▶ _Problem to work on_:
Can you copy word for word the part of the blog post about mail that starts with the words containing "Illustrating the Distances" and ends with "the upper left."?

Start of Document text

On the far right is a beer coaster printed by New Belgium brewery. It actually has space on the back for a destination address and a stamp, but I wonder how many people have actually mailed them out. I hope it's a large number, rather than... well, no need to cast aspersions here. I'm pleased to send out a large stack of mail and I hope this turns into a trend. I really want to cultivate these international pen pals and keep the mail flowing.

Wednesday, May 19

Illustrating the Distances

This was a great idea that never got off the ground: Google Map Envelopes.

Ideally, what you would do is write out an e-mail to a friend, then click the Google Envelopes button at the bottom of your text window. It would serve as an extension to your Gmail account (and it assumes you have entered your friend's mailing address).

"For a small fee" the program would print out your e-mail, fold it up, and insert it into an envelope that had been printed with a map of the distance between the sender and the recipient. Obviously, it would have to turn the map around most of the time, in order to make the sender's location always appear in the upper left.

Don't read the comments of the article in the link I provided, though. "Don't read the comments" is generally good advice wherever you read news on the Net, but it merits being mentioned in particular. I'll sum up: a bunch of people are very upset about the amount of paper that would be "wasted" on this project. Yet I doubt every single one of them is dedicated to recycling and mass transit, or even growing their own garden and storing solar/wind energy. They're just very judgmental of other people.

End of Document text
Start of Raw data

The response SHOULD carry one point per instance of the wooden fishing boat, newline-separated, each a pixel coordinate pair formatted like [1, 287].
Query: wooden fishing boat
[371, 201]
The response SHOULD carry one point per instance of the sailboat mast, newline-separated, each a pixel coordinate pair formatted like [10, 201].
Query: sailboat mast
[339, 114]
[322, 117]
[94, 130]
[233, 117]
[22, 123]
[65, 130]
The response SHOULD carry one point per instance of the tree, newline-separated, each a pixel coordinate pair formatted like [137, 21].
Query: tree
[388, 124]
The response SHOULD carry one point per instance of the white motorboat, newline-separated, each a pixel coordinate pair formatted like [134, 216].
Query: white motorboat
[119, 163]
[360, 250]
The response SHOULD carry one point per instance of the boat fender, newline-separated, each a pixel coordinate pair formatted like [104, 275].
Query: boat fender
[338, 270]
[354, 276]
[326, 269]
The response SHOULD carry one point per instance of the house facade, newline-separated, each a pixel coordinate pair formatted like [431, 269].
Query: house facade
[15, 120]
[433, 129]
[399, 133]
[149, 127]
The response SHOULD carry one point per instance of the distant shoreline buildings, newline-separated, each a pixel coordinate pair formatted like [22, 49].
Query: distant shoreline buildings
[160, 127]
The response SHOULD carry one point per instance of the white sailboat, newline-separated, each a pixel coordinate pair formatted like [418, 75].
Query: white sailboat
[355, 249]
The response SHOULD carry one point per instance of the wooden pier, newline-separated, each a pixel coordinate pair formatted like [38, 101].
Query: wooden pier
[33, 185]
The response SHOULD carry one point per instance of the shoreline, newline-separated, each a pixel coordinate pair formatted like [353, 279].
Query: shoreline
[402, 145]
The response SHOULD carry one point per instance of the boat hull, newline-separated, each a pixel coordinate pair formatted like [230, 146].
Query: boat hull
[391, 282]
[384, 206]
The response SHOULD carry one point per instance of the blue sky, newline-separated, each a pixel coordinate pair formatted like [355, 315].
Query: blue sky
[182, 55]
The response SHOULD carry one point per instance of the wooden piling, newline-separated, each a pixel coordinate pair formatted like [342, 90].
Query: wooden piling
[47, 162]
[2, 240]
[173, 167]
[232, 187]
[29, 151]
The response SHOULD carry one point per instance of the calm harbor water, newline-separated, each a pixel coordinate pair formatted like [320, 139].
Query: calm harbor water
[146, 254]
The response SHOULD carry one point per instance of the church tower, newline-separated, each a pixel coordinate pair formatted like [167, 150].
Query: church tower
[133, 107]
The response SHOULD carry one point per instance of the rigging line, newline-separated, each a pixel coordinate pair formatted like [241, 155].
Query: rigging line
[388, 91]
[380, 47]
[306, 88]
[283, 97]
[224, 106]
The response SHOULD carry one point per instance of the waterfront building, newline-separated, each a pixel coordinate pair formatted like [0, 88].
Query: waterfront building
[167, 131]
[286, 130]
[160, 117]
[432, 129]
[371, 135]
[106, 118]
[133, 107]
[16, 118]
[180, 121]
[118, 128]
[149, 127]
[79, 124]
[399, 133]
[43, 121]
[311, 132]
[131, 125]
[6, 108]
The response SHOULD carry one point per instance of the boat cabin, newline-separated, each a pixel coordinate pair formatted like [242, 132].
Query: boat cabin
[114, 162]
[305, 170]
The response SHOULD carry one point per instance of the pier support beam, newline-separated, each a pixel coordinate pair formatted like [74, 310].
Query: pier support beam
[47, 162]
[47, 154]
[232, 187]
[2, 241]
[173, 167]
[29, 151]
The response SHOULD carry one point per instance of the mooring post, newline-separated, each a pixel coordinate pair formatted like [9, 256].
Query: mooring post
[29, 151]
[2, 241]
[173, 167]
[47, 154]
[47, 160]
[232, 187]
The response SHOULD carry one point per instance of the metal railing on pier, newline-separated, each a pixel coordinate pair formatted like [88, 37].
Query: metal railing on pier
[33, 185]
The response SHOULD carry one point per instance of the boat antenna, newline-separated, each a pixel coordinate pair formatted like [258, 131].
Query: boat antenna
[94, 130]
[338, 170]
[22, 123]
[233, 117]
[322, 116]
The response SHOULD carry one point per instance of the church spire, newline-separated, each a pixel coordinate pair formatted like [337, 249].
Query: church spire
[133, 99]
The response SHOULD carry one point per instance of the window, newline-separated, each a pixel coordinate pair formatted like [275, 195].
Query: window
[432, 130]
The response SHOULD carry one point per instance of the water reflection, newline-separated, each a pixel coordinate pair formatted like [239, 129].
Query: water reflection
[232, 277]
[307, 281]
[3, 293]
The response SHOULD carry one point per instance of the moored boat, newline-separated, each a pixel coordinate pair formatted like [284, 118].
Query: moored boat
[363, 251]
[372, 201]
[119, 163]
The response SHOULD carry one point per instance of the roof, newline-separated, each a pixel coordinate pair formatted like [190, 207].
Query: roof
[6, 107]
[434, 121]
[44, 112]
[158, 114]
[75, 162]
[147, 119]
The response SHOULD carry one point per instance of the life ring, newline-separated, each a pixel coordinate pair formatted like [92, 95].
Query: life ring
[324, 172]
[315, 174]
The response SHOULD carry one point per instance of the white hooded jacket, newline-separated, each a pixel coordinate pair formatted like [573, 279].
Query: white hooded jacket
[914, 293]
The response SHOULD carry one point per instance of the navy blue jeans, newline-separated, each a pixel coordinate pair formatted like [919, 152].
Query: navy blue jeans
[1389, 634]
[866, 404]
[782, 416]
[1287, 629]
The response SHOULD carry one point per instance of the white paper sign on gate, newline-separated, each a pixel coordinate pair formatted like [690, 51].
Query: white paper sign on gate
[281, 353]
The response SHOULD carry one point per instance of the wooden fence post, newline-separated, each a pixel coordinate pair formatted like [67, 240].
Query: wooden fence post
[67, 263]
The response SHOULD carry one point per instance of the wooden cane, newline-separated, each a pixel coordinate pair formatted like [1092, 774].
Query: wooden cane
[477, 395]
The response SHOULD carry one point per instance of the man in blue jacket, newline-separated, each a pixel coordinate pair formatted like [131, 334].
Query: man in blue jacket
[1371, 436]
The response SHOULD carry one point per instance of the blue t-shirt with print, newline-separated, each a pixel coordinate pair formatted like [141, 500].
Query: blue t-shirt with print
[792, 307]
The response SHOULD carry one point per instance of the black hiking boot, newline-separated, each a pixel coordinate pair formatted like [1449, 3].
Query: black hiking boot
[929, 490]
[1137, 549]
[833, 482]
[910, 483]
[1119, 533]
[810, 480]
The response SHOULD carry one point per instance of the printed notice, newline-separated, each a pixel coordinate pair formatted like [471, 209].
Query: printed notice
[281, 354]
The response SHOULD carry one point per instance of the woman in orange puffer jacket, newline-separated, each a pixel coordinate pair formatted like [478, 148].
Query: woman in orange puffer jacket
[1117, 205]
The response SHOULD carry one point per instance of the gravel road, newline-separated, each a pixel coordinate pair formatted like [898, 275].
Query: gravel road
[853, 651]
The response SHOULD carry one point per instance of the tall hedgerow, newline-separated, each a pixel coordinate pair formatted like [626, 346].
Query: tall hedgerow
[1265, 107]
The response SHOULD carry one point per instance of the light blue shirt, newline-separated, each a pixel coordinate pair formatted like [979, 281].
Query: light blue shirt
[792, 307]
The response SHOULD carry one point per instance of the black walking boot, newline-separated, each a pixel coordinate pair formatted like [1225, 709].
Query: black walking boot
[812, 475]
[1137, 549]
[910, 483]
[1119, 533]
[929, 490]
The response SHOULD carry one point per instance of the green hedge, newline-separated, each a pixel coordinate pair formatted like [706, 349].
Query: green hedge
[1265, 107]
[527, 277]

End of Raw data

▶ _Correct result_:
Illustrating the Distances

This was a great idea that never got off the ground: Google Map Envelopes.

Ideally, what you would do is write out an e-mail to a friend, then click the Google Envelopes button at the bottom of your text window. It would serve as an extension to your Gmail account (and it assumes you have entered your friend's mailing address).

"For a small fee" the program would print out your e-mail, fold it up, and insert it into an envelope that had been printed with a map of the distance between the sender and the recipient. Obviously, it would have to turn the map around most of the time, in order to make the sender's location always appear in the upper left.